[What is being asked] If an entry includes an image, drop the image and copy the rest verbatim.

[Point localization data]
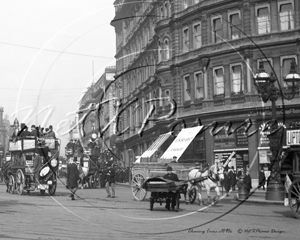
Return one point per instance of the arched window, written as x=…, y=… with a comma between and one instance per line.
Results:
x=166, y=49
x=159, y=51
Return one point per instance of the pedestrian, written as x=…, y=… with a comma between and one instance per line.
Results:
x=110, y=180
x=232, y=176
x=171, y=195
x=33, y=131
x=72, y=177
x=226, y=181
x=261, y=179
x=248, y=181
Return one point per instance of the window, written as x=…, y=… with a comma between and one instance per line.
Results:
x=166, y=49
x=187, y=88
x=159, y=52
x=185, y=4
x=197, y=35
x=235, y=25
x=263, y=20
x=286, y=66
x=286, y=15
x=186, y=40
x=217, y=30
x=237, y=79
x=218, y=81
x=199, y=85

[Final answer]
Return one point per instance of the arched window, written as x=…, y=… with a comma between and one instance per line.
Results:
x=166, y=49
x=159, y=51
Return one point per instance of the pedestrian, written as x=…, y=… with a comma between and one instance per line.
Results:
x=110, y=180
x=232, y=176
x=171, y=195
x=33, y=131
x=72, y=177
x=226, y=181
x=261, y=179
x=248, y=181
Return one point per instance of the window, written as x=…, y=… with a comma between and one instance per line.
Results:
x=166, y=49
x=187, y=88
x=159, y=52
x=185, y=4
x=197, y=35
x=235, y=25
x=263, y=20
x=286, y=66
x=286, y=15
x=186, y=40
x=217, y=30
x=237, y=79
x=218, y=81
x=199, y=85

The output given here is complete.